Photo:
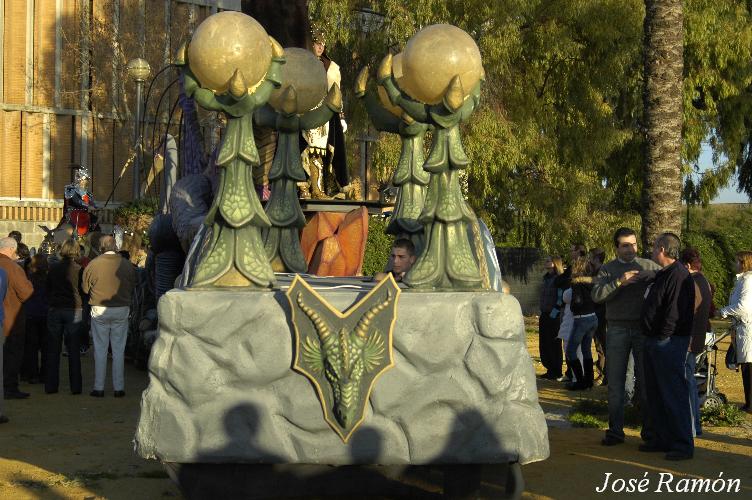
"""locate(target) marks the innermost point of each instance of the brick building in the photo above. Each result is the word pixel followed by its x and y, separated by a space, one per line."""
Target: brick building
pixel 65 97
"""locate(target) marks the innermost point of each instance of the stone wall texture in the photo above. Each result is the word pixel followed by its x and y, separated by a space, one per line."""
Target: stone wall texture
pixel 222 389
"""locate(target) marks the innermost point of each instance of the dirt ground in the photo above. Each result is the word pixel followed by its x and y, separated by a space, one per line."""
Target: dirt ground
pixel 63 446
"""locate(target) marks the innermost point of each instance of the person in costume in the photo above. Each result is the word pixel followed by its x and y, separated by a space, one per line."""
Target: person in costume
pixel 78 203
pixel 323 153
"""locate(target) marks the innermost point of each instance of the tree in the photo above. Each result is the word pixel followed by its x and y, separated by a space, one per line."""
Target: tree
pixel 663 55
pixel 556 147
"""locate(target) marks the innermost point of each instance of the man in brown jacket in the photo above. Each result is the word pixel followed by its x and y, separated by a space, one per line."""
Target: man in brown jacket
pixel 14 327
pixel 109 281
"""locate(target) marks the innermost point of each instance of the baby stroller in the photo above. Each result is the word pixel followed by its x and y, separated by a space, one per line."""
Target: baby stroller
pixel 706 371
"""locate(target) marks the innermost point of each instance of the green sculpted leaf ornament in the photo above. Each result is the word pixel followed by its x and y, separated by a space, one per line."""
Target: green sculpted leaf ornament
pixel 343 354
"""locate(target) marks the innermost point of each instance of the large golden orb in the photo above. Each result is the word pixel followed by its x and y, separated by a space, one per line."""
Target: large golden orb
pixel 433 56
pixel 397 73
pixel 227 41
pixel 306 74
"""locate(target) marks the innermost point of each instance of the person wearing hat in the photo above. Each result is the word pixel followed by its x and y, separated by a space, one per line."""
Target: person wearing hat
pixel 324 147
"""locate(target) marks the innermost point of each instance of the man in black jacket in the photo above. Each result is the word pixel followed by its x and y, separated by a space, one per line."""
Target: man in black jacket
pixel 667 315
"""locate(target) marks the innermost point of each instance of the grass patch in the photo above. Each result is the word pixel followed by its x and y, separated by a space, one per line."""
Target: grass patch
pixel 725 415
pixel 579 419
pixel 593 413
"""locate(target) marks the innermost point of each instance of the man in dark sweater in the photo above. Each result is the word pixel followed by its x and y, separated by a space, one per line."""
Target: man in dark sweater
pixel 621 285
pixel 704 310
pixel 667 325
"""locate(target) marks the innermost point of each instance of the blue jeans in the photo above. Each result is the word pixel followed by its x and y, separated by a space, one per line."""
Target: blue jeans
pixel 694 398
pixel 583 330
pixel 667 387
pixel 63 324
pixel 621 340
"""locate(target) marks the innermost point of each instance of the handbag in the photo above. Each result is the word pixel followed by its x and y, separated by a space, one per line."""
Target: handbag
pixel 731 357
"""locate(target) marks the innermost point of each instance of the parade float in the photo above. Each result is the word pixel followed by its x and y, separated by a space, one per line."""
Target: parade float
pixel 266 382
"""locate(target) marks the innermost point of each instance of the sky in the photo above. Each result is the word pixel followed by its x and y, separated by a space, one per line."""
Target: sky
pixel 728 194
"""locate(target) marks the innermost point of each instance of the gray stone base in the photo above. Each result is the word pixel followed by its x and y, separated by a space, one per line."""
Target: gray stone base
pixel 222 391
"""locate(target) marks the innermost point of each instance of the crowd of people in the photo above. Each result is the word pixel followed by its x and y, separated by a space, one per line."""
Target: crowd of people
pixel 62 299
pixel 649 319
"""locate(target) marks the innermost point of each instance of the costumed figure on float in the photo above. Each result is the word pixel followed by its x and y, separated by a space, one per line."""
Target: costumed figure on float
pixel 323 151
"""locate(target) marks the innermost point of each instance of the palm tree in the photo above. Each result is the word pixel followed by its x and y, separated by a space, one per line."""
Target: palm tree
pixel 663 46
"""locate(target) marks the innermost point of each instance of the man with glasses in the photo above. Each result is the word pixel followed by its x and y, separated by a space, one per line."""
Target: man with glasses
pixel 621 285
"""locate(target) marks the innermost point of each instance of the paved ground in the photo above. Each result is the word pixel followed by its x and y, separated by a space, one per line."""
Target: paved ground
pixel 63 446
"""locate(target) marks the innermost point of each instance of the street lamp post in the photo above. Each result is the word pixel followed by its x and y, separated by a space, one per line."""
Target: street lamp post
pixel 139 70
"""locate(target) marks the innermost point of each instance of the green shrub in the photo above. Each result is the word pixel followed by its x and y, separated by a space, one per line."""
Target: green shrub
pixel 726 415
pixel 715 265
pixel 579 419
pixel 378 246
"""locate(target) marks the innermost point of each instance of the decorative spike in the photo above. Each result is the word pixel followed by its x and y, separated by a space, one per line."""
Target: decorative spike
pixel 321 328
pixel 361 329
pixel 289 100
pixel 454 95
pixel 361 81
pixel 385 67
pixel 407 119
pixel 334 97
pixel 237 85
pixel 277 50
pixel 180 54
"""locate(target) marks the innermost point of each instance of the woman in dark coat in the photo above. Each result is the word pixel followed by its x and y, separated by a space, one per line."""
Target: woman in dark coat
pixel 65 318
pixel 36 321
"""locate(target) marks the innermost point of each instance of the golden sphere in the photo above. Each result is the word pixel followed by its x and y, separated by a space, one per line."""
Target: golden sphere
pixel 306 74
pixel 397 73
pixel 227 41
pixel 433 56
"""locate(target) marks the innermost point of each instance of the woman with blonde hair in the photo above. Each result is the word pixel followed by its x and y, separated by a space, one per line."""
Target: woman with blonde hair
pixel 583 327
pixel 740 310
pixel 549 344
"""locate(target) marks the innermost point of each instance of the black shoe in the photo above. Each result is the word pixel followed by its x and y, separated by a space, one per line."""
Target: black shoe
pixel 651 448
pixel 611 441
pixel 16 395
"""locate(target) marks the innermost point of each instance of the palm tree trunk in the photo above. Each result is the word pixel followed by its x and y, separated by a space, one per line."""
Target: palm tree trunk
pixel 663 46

☆ ☆ ☆

§ **Problem details**
Can you rewrite every one of the entries above so that "innermost point" becomes "central point", with everything else left as it is? Leave the pictures out of your version.

§ **Written response**
Photo:
"""locate(target) marks the central point of each instance of the brick building in the photo above. Each result is the word pixel followed by its x and y, separated by a space, one per line."""
Target: brick building
pixel 65 97
"""locate(target) marks the central point of each instance of the stone wall texture in the photo above. Each result is the word pixel followed by its x and y, separated by a space, one per line."""
Target: stone wall texture
pixel 222 389
"""locate(target) marks the central point of each instance of the dirt ground in the photo above. Each result is the word pixel followed by its x and y, separated by a space, one per line."""
Target: dirt ground
pixel 63 446
"""locate(target) marks the central point of each instance of the person in costume in the photo above. Each result is the word pixel followed by its x and y, separated by a space, one per line."""
Target: person in costume
pixel 78 203
pixel 323 153
"""locate(target) marks the central point of each instance of the tree in the photo above. Each result is the word pixel followed by its x and y, separated by a space, one per line."""
Target: tree
pixel 663 55
pixel 556 147
"""locate(target) marks the central point of each instance of the man in brown jacket in the photo above. Each result is the word pixel followed by its x and y, separated by a space, one per line."""
Target: man in brown jacket
pixel 14 327
pixel 109 281
"""locate(target) marks the central point of each instance of the baby stroller in the photo above. Each result is the word pixel followed by its x and y, separated by a space, one per line."""
Target: baby stroller
pixel 706 371
"""locate(target) marks the central point of each instance of the green sculpted leaf ornament in the photo above. Each result is the word pixel followed by its x and y, separated by a space, one per line."""
Target: green sculpted leaf ornament
pixel 343 354
"""locate(target) marks the central point of each instance of the large golden orb in the photo above. Each result is the word pixel followed by its x and y, separated by a space, one per line."""
Target: large golden orb
pixel 433 56
pixel 397 73
pixel 227 41
pixel 306 74
"""locate(target) marks the central point of each instance of the person wearing hat in the photo above. Each result is the word pixel followed by its x and y, separated by a space, one per line."""
Target: person wearing hat
pixel 324 147
"""locate(target) marks the central point of each instance of the man in black jacket in the photo above. Each result is the word pixel followed by its x and y, separated by a space, one per line."""
Target: man in black jacket
pixel 667 315
"""locate(target) marks the central point of each instance of the grass patch in the photo above. Each result is the word pixel followed by its x and y, separated by a space, one per line."""
Target: grass patch
pixel 725 415
pixel 579 419
pixel 593 413
"""locate(target) marks the central point of each instance of the man in dark sweater in the photo above. Each result is the word pixel followed by its x and y, separated by a space, one per line."""
Target: man in dark sweater
pixel 621 285
pixel 704 310
pixel 667 325
"""locate(target) marks the central point of each instance of the blue jeans in the photo above. Each result is the word pixel followed by its x and y, separated by a space, one per line."""
Target: blue jeans
pixel 694 398
pixel 583 330
pixel 667 387
pixel 63 324
pixel 621 340
"""locate(target) marks the central point of each instance of the handbag in the photo above. Each result is the word pixel followed by its x and y, separated by a space, one per line."""
Target: handbag
pixel 731 357
"""locate(target) marks the central point of each instance of the parade float in the photo above. Each result is the word pixel followed by its x and y, separated by a space, one per line."""
Target: parade float
pixel 266 382
"""locate(target) marks the central point of each instance of the sky in the photo above. Each result is the word pixel followed by its x and y, separated by a space, one per line."""
Target: sky
pixel 728 194
"""locate(target) marks the central point of each instance of the gray stone base in the photo above. Each result is the word pixel followed by its x and y, separated by a space, one per line."""
Target: gray stone base
pixel 222 391
"""locate(target) marks the central point of each instance of the crowd of people in the photo above. Each result is the word pixel followed by its x and y, separated by a space, one per line."""
Target: crowd of people
pixel 62 299
pixel 649 319
"""locate(target) marks the central point of each instance of the costumed figure on float in the photo above. Each result is the word pixel followed by its x and y, separated by a space, one per line."""
Target: costumed figure on float
pixel 323 151
"""locate(target) marks the central point of each instance of the palm tree in the photo above. Each result is the word pixel followed by its x and y, separated by a space, one per line."""
Target: palm tree
pixel 663 46
"""locate(target) marks the central point of each instance of the man with glasses in the photo above. Each result is the word pixel followed by its x and y, separated by a space, one per line."""
Target: man with glasses
pixel 621 285
"""locate(target) marks the central point of each instance of the paved ground in the photo above. Each result is the word pixel followed by its x and y, separated by a space, one per line."""
Target: paved ground
pixel 63 446
"""locate(target) marks the central point of each instance of the street lamp post in the photo above. Each result is the word pixel followed by its x and y, separated by a space, one per line."""
Target: street lamp post
pixel 139 70
"""locate(target) marks the central point of each instance of the green shrub in the photo above. Each result is the word pixel followed by its x and y, separated by a space, one per line."""
Target: green shrub
pixel 726 415
pixel 715 265
pixel 579 419
pixel 378 246
"""locate(target) marks the central point of each instance of the decorative spike in the photo above. Each result is the word pixel followed by its x and y, separated by a space, one per line."""
Target: decorative spike
pixel 321 328
pixel 361 329
pixel 289 100
pixel 454 95
pixel 361 81
pixel 385 67
pixel 407 119
pixel 334 97
pixel 237 85
pixel 277 50
pixel 180 54
"""locate(target) marks the central point of each instance of the woman in dark coat in the photo above. Each result is the word pixel followed by its x and y, separated by a space, one per line."""
Target: woman in dark coat
pixel 65 318
pixel 36 321
"""locate(target) marks the central point of each instance of the golden sphere in the photo above. Each result is the word pixel followed by its x and y, separated by a space, one per line."""
Target: golden sphere
pixel 306 74
pixel 397 73
pixel 227 41
pixel 433 56
"""locate(target) marks the central point of each instance of the woman with blonde hair in the photo above. Each result is the word pixel followed by its x and y, separated by a space, one per line."""
Target: woman with blonde hair
pixel 583 327
pixel 740 310
pixel 549 344
"""locate(target) marks the central point of each instance of the black shoe in the photo above. Each result is the word pixel followed by its x and y, separated by a space, one per line."""
Target: black shoe
pixel 651 448
pixel 611 441
pixel 16 395
"""locate(target) marks the central point of each instance of the palm tree trunk in the photo above. Each result is the word pixel followed by its x and y, separated by a space, one per line."""
Target: palm tree trunk
pixel 663 46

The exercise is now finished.